> **Directions**:
#1 List every registration form named in the undertakings text.
#2 Answer these questions from the undertakings text:
(a) What maximum percentage change in the maximum aggregate offering price allows volume and price changes to go in a Rule 424(b) prospectus?
(b) What must the registrant do with registered securities still unsold when the offering ends?
(c) For determining liability under the Securities Act of 1933, what is each post-effective amendment deemed to be?
#3 Continue the registration undertakings text from where it stops.

> **Text provided**:
··········

Item 9. Undertakings

The undersigned Registrant hereby undertakes:

(1)  To file, during any period in which offers or sales are being made, as post-effective amendment to this registration statement;

(i) To include any prospectus required by Section 10(a)(3) of the Securities Act of 1933;

(ii) To reflect in the prospectus any facts or events arising after the effective date of the registration statement (or the most recent post-effective amendment thereof) which, individually or in the aggregate, represent a fundamental change in the information set forth in the registration statement. Notwithstanding the foregoing, any increase or decrease in volume of securities offered (if the total dollar value of the securities offered would not exceed what was registered) and any deviation from the low or high end of the estimated maximum offering range may be reflected in the form of a prospectus filed with the Commission pursuant to Rule 424(b) if, in the aggregate, the changes in volume and price represent no more than a 20 percent change in the maximum aggregate offering price set forth in the "Calculation of Registration Fee" table in the effective registration statement;

(iii) To include any material information with respect to the plan of distribution not previously disclosed in the registration statement or any material change to such information in the registration statement;

Provided, however, that paragraphs (1)(i) and (1)(ii) do not apply if the registration statement is on Form S-3, Form S-8 or Form F-3, and the information required to be included in a post-effective amendment by those paragraphs is contained in periodic reports filed with or furnished to the Commission by the registrant pursuant to Section 13 or 15(d) of the Securities Exchange Act of 1934 that are incorporated by reference into the registration statement.

(2) That, for the purpose of determining any liability under the Securities Act of 1933, each such post-effective amendment shall be deemed to be a new registration statement relating to the securities offered therein, and the offering of such securities at that time shall be deemed to be the initial bona fide offering thereof.   

(3) To remove from registration by means of a post-effective amendment any of the securities being registered which remain unsold at the termination of the offering.

··········

> **Provided material**:
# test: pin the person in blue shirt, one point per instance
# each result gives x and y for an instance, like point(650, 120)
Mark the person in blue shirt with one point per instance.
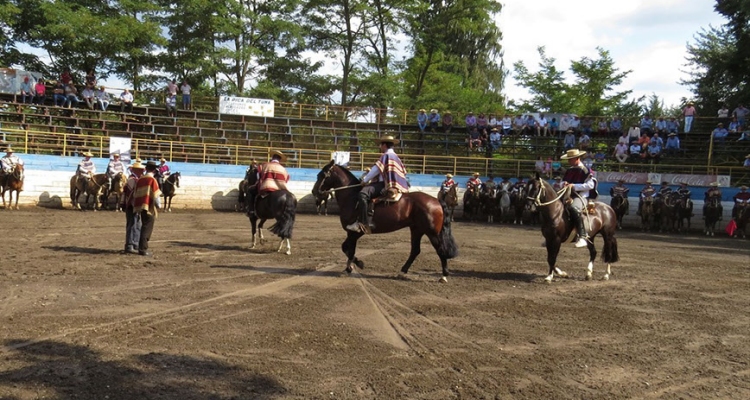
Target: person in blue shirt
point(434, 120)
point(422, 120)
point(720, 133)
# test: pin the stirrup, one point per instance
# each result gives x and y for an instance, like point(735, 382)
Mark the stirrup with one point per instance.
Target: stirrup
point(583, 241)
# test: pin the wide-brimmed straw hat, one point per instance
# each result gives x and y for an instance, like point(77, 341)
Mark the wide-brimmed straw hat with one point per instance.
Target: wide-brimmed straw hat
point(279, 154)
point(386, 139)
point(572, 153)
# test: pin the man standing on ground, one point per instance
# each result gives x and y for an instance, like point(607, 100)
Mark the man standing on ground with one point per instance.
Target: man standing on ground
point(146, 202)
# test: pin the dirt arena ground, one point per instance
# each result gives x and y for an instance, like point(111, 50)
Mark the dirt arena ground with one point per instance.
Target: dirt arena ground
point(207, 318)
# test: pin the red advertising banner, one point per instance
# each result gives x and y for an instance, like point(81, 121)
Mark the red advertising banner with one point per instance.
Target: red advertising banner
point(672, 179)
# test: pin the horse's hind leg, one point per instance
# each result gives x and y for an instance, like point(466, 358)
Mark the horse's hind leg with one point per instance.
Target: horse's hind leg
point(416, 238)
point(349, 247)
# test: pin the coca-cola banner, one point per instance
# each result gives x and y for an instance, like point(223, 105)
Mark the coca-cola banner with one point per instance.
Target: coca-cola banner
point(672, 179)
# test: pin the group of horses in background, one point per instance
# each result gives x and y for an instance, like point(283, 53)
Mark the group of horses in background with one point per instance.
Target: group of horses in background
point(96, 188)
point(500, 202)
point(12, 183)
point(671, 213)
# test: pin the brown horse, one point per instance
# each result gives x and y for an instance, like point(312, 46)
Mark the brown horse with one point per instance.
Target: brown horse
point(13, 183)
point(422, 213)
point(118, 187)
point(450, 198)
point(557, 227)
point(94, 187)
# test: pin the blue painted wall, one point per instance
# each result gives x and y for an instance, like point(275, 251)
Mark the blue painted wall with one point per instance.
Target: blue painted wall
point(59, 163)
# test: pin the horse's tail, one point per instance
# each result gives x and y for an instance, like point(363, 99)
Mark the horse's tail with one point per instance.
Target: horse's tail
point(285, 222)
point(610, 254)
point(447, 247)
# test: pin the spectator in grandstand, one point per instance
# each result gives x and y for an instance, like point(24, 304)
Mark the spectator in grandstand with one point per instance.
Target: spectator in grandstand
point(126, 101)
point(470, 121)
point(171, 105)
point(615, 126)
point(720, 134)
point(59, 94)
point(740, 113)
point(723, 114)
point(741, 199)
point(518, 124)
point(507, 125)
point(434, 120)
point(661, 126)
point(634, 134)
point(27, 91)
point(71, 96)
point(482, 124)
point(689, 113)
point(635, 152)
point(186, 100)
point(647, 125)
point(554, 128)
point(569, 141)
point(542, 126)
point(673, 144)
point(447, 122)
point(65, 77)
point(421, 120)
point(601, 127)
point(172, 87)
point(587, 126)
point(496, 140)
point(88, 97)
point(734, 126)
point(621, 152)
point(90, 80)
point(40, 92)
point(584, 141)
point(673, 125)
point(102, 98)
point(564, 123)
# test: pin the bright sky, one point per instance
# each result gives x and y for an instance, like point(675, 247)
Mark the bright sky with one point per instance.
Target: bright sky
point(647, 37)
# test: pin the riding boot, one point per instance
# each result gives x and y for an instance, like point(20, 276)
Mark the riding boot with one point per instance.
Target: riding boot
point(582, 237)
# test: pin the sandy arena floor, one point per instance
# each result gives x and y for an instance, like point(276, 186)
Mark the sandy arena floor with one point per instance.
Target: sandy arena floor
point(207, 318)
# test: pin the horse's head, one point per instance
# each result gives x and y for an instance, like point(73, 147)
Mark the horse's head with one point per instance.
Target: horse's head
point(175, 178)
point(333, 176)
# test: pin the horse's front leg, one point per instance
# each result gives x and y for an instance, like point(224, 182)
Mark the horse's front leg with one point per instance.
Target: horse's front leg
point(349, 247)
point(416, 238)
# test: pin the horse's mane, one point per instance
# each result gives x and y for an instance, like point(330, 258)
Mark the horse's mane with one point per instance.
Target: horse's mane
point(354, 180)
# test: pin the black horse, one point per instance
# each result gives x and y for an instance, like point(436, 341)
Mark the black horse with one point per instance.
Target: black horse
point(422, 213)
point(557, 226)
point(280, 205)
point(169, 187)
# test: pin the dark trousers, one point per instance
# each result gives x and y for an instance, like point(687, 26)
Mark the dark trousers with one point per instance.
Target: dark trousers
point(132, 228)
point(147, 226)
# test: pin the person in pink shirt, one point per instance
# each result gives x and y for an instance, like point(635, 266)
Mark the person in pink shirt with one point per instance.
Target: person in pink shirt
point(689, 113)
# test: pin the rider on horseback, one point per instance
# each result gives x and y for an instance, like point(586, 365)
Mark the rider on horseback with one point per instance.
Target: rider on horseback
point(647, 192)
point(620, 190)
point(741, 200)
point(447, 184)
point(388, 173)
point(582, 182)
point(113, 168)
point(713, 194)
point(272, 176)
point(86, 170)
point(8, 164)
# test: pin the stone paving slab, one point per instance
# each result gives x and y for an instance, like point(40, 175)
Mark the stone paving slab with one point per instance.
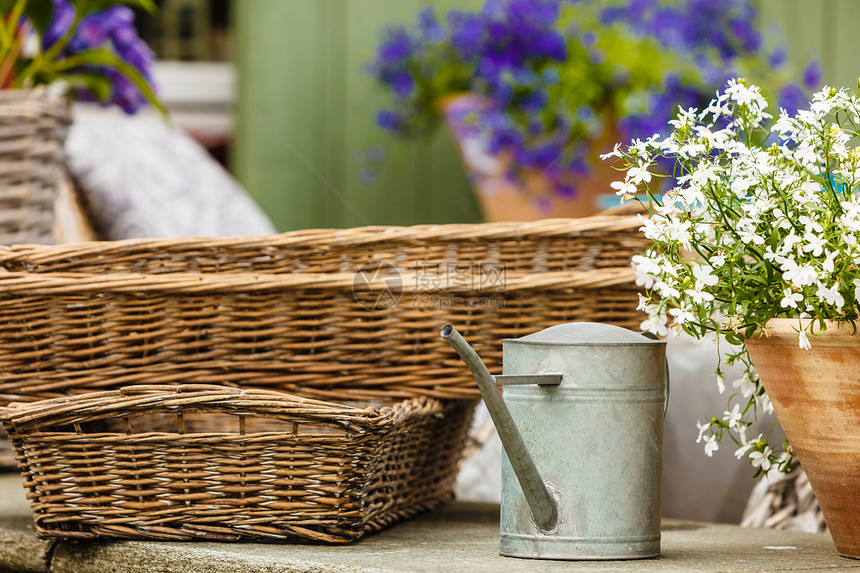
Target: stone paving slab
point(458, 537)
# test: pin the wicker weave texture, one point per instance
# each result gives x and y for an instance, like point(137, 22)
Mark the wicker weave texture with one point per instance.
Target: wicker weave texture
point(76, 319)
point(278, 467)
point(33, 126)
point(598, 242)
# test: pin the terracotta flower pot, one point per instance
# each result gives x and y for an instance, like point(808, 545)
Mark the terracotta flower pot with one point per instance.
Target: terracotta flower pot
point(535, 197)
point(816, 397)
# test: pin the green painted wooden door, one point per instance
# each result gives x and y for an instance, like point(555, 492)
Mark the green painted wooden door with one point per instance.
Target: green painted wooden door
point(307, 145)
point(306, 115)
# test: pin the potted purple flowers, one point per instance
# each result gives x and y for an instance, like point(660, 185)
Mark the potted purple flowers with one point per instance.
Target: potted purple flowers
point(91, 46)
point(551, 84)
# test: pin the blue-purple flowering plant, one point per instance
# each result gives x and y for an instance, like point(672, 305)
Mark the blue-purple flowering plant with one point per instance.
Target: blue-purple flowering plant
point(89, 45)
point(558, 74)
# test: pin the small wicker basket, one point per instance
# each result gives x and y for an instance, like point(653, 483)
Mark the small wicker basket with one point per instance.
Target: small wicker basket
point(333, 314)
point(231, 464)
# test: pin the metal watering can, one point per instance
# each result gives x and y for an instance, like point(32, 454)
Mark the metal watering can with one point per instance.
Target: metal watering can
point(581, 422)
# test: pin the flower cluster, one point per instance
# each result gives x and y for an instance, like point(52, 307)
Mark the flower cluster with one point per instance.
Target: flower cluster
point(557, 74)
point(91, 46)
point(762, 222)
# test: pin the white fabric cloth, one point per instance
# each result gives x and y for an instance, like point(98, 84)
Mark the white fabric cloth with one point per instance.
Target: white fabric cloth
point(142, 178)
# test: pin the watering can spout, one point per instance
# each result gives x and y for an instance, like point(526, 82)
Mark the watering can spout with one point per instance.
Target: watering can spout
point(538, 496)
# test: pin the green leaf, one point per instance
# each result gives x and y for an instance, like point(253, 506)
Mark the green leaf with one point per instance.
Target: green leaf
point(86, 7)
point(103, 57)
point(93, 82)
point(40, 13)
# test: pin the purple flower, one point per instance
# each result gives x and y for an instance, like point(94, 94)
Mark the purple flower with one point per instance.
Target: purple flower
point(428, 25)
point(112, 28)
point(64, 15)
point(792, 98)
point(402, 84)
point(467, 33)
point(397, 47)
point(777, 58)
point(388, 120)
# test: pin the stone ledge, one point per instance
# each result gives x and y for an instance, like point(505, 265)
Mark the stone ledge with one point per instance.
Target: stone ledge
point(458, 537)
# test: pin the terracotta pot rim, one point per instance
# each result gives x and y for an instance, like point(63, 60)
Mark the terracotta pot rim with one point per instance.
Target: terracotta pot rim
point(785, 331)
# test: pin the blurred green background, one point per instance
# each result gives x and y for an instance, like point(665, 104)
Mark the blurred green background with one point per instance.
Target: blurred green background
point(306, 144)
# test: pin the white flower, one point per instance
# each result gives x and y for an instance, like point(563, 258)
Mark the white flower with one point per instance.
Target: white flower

··········

> **Outputs**:
#1 Form S-3, Form S-8, Form F-3

#2
(a) No more than 20 percent.
(b) Remove them from registration by means of a post-effective amendment.
(c) A new registration statement relating to the securities offered in it.

#3
The undersigned Registrant hereby undertakes that, for purposes of determining any liability under the Securities Act of 1933, each filing of the Registrant’s annual report pursuant to Section 13(a) or 15(d) of the Securities Exchange Act of 1934 (and, where applicable, each filing of an employee benefit plan’s annual report pursuant to Section 15(d) of the Securities Exchange Act of 1934) that is incorporated by reference in the registration statement shall be deemed to be a new registration statement relating to the securities offered therein, and the offering of such securities at that time shall be deemed to be the initial bona fide offering thereof.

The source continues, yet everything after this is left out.